PROMPT 1: In the JOBS Act update, rewrite the part that opens with the words containing "The rule, the" and closes with "for 30 days.", using "public review" in place of "public comment".
PROMPT 2: Condense the paragraph of the JOBS Act update that begins "The SEC, by a margin of 4-1" into a shorter version that keeps its main facts.
PROMPT 3: According to the JOBS Act update, how long is the proposed rule open to public comment?

SUPPLIED PASSAGE:
□ □ □ □ □ □ □

JOBS Act Update: SEC Proposes Rule to End Advertising Ban for Stock Offerings

In late August, the Securities and Exchange Commission proposed a new rule that would lift the long-standing ban on advertising private securities offerings.

The rule, the first of a number of planned regulatory changes designed to help small and emerging growth companies raise capital as mandated by the JOBS Act, is open to public comment for 30 days.

For your convenience, a roundup of legal updates on the matter:

SEC Proposes Rules to Remove the Prohibition Against General Solicitation for Certain Private Placements (Skadden, Arps, Slate, Meagher & Flom LLP):

“The SEC, by a margin of 4-1, recently voted to propose rule amendments to implement Section 201 of the Jumpstart Our Business Startups Act of 2012 (the JOBS Act). The proposed rules have the potential to alter substantially the private placement market.”

□ □ □ □ □ □ □

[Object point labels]
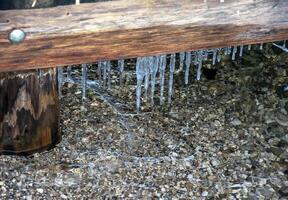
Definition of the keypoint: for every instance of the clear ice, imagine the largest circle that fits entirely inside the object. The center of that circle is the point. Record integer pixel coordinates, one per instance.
(60, 80)
(199, 59)
(140, 73)
(154, 69)
(171, 77)
(163, 63)
(121, 64)
(84, 81)
(187, 67)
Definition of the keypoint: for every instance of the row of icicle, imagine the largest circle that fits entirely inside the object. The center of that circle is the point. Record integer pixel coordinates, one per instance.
(151, 71)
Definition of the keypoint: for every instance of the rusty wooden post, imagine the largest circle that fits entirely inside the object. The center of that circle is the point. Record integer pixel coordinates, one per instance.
(29, 107)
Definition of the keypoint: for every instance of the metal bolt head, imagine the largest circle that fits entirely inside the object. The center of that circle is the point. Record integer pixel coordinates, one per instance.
(17, 36)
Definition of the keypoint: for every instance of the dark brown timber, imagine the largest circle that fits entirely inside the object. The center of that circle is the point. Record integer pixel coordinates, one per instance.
(29, 111)
(129, 28)
(29, 106)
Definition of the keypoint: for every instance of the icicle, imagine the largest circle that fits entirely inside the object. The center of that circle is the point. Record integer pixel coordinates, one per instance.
(199, 61)
(205, 55)
(234, 52)
(147, 62)
(154, 70)
(261, 46)
(104, 69)
(140, 73)
(121, 70)
(182, 58)
(109, 74)
(172, 68)
(241, 51)
(214, 56)
(40, 73)
(249, 47)
(219, 56)
(60, 81)
(68, 73)
(84, 80)
(99, 70)
(226, 51)
(187, 69)
(162, 77)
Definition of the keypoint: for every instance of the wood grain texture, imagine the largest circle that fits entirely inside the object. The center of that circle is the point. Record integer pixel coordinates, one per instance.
(128, 28)
(29, 112)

□ □ □ □ □ □ □

WRITTEN ANSWER 1:
The rule, the first of a number of planned regulatory changes designed to help small and emerging growth companies raise capital as mandated by the JOBS Act, is open to public review for 30 days.

WRITTEN ANSWER 2: By a 4-1 vote, the SEC proposed rule amendments implementing Section 201 of the Jumpstart Our Business Startups Act of 2012 (the JOBS Act), which could substantially alter the private placement market.

WRITTEN ANSWER 3: 30 days.